*** Data in this exercise Section Begins ***

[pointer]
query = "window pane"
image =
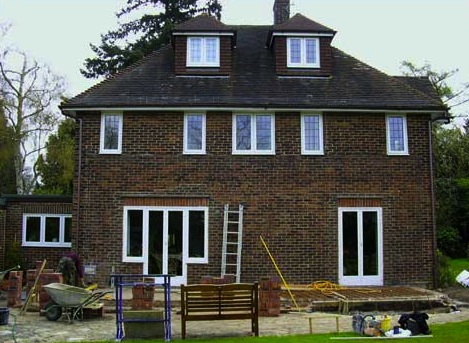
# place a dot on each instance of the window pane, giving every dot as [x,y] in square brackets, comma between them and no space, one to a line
[196,233]
[68,230]
[243,132]
[175,237]
[396,133]
[211,50]
[111,132]
[155,242]
[195,47]
[311,51]
[194,132]
[350,243]
[52,229]
[134,232]
[295,50]
[263,132]
[33,229]
[312,132]
[370,243]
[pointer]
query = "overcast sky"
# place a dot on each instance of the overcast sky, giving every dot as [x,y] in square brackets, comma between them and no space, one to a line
[381,33]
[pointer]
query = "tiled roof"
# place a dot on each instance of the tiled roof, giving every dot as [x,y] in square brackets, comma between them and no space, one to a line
[300,23]
[253,83]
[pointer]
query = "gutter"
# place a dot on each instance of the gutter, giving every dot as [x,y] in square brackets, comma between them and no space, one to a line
[444,119]
[72,115]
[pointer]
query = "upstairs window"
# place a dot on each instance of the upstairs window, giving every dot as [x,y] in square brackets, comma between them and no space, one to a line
[47,230]
[203,51]
[253,134]
[111,134]
[194,133]
[303,53]
[311,134]
[396,132]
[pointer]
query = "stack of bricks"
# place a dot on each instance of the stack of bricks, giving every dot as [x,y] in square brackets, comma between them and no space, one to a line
[210,280]
[15,282]
[269,297]
[46,277]
[142,296]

*** Data in this exercise Section Ends ***

Work task —
Your answer must be the line holding "# place a dot on each instance of the stack" and every later line of the entries above, written out exactly, and nothing else.

Your response —
# place a dot on each instance of the stack of bricks, giving every dot as [x,y] in square brackets, comma between them and no space, one to a line
[210,280]
[15,282]
[269,297]
[46,277]
[142,296]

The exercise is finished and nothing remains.